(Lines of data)
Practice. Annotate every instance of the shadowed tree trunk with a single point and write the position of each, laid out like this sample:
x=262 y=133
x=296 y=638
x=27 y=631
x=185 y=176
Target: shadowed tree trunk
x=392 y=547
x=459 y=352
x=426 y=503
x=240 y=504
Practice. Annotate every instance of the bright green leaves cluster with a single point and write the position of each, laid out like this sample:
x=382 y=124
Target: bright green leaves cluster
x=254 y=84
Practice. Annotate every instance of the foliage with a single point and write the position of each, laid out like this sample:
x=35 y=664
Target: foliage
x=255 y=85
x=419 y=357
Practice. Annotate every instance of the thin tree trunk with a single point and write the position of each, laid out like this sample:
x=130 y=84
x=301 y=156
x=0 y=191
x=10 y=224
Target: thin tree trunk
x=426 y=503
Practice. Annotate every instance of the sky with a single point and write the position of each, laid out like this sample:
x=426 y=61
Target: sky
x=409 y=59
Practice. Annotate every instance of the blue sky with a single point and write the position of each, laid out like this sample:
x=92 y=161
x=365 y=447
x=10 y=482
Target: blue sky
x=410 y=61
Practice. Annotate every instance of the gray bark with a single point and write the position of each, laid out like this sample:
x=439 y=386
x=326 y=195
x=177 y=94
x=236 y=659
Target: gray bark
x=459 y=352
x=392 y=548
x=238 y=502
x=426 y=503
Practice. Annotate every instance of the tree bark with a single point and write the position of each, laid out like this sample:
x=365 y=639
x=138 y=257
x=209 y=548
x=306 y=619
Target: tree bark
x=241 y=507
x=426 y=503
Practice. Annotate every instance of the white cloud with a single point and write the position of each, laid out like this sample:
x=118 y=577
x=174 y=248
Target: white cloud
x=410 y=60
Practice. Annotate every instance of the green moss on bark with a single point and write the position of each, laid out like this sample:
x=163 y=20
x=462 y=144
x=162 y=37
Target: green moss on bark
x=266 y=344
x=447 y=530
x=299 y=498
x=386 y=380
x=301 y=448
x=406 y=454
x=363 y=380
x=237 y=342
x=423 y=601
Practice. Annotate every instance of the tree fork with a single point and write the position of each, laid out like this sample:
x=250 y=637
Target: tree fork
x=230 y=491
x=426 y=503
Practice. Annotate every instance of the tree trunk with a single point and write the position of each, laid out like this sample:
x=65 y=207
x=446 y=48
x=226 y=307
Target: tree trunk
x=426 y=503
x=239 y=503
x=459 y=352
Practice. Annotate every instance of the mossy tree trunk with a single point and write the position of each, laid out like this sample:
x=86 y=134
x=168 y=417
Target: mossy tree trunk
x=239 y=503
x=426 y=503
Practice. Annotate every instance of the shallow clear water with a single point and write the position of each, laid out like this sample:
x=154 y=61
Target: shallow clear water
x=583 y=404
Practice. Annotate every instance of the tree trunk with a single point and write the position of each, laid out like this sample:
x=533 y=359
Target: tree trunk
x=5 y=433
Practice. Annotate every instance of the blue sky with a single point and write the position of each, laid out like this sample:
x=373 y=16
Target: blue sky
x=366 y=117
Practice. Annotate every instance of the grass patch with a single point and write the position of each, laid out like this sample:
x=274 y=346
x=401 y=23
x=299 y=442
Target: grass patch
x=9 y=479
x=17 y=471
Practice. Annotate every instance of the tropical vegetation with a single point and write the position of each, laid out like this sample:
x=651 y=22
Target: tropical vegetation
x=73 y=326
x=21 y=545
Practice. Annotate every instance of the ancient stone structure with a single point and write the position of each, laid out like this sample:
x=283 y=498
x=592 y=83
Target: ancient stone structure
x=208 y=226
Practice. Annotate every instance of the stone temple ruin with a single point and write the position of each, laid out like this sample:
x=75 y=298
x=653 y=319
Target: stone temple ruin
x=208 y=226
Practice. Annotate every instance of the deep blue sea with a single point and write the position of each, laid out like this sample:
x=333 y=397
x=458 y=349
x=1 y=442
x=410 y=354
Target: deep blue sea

§ AIM OF THE TASK:
Render all of the data above as a JSON list of strings with one string per line, leaving out blank lines.

§ REPLY:
[
  "Practice. Annotate every instance of the shadowed tree trunk with a single point and write the position of each, laid out like this sample:",
  "x=262 y=133",
  "x=296 y=638",
  "x=27 y=631",
  "x=185 y=176",
  "Target: shadowed tree trunk",
  "x=392 y=547",
  "x=459 y=352",
  "x=426 y=503",
  "x=240 y=504",
  "Practice. Annotate every instance of the bright green leaves cluster with a single point and write the position of each, laid out like this sample:",
  "x=382 y=124",
  "Target: bright green leaves cluster",
  "x=254 y=84",
  "Practice. Annotate every instance of the foliage with a single point and write the position of each, laid out like this sample:",
  "x=35 y=664",
  "Target: foliage",
  "x=255 y=85",
  "x=419 y=357",
  "Practice. Annotate every instance of the thin tree trunk with a single point and write the position of each, laid out like this sample:",
  "x=130 y=84",
  "x=301 y=156",
  "x=0 y=191",
  "x=10 y=224",
  "Target: thin tree trunk",
  "x=426 y=503",
  "Practice. Annotate every instance of the sky with a single point and write the position of each, laid out like this sample:",
  "x=426 y=61",
  "Target: sky",
  "x=409 y=59",
  "Practice. Annotate every instance of the blue sky with a single point and write the position of each, laid out like this sample:",
  "x=92 y=161",
  "x=365 y=447",
  "x=10 y=482",
  "Target: blue sky",
  "x=410 y=61",
  "Practice. Annotate every instance of the gray bark with a single point and write the position of each, laid out like this sample:",
  "x=439 y=386",
  "x=326 y=195",
  "x=177 y=94",
  "x=236 y=659",
  "Target: gray bark",
  "x=459 y=352",
  "x=392 y=548",
  "x=238 y=502",
  "x=426 y=503",
  "Practice. Annotate every instance of the tree bark with a single point and write the position of each, laid out like this sample:",
  "x=365 y=639",
  "x=138 y=257",
  "x=209 y=548",
  "x=306 y=619",
  "Target: tree bark",
  "x=241 y=507",
  "x=426 y=503",
  "Practice. Annotate every instance of the white cloud with a single point and write the position of each, laid out like this sample:",
  "x=118 y=577",
  "x=174 y=248",
  "Target: white cloud",
  "x=410 y=60",
  "Practice. Annotate every instance of the green moss on bark with a single point and write the position of each, laid out like this sample:",
  "x=163 y=20",
  "x=462 y=144",
  "x=162 y=37",
  "Target: green moss on bark",
  "x=266 y=344",
  "x=447 y=530",
  "x=299 y=498",
  "x=386 y=380",
  "x=301 y=448",
  "x=406 y=454",
  "x=363 y=380",
  "x=237 y=342",
  "x=423 y=601",
  "Practice. Annotate every instance of the tree fork with a single point and write the position of each, laid out like this sample:",
  "x=250 y=637",
  "Target: tree fork",
  "x=230 y=491",
  "x=426 y=503",
  "Practice. Annotate every instance of the tree trunk with a single point and write the position of each, laid out like this sample:",
  "x=65 y=207",
  "x=446 y=48",
  "x=226 y=307",
  "Target: tree trunk",
  "x=426 y=503",
  "x=239 y=503",
  "x=459 y=352",
  "Practice. Annotate every instance of the mossy tree trunk with a single point and write the position of each, laid out like this sample:",
  "x=86 y=134",
  "x=168 y=417",
  "Target: mossy tree trunk",
  "x=239 y=503",
  "x=426 y=503",
  "Practice. Annotate every instance of the shallow clear water with a single point and write the position of each, laid out like this sample:",
  "x=154 y=61",
  "Target: shallow clear water",
  "x=583 y=404",
  "Practice. Annotate every instance of the tree trunk with a single point and write the position of each, laid out like this sample:",
  "x=533 y=359",
  "Target: tree trunk",
  "x=5 y=433",
  "Practice. Annotate every instance of the blue sky with a single point and write the position of each, laid out like this sample:",
  "x=373 y=16",
  "Target: blue sky",
  "x=366 y=117",
  "Practice. Annotate every instance of the grass patch with a single point and write the position of each, laid out like this sample:",
  "x=274 y=346",
  "x=401 y=23",
  "x=299 y=442",
  "Target: grass patch",
  "x=9 y=479",
  "x=17 y=471",
  "Practice. Annotate every instance of the tropical vegetation with a single point and write the position of each, laid out like this sample:",
  "x=651 y=22",
  "Target: tropical vegetation",
  "x=73 y=326",
  "x=21 y=545",
  "Practice. Annotate every instance of the ancient stone structure with a single point and write the position of each, laid out like this sample:",
  "x=283 y=498",
  "x=592 y=83",
  "Target: ancient stone structure",
  "x=208 y=226",
  "Practice. Annotate every instance of the stone temple ruin with a single point and write the position of each, laid out like this sample:",
  "x=75 y=298",
  "x=653 y=319",
  "Target: stone temple ruin",
  "x=208 y=226",
  "Practice. Annotate every instance of the deep blue sea with a single point and write the position of each, laid out like this sample:",
  "x=333 y=397",
  "x=458 y=349",
  "x=1 y=442",
  "x=410 y=354",
  "Target: deep blue sea"
]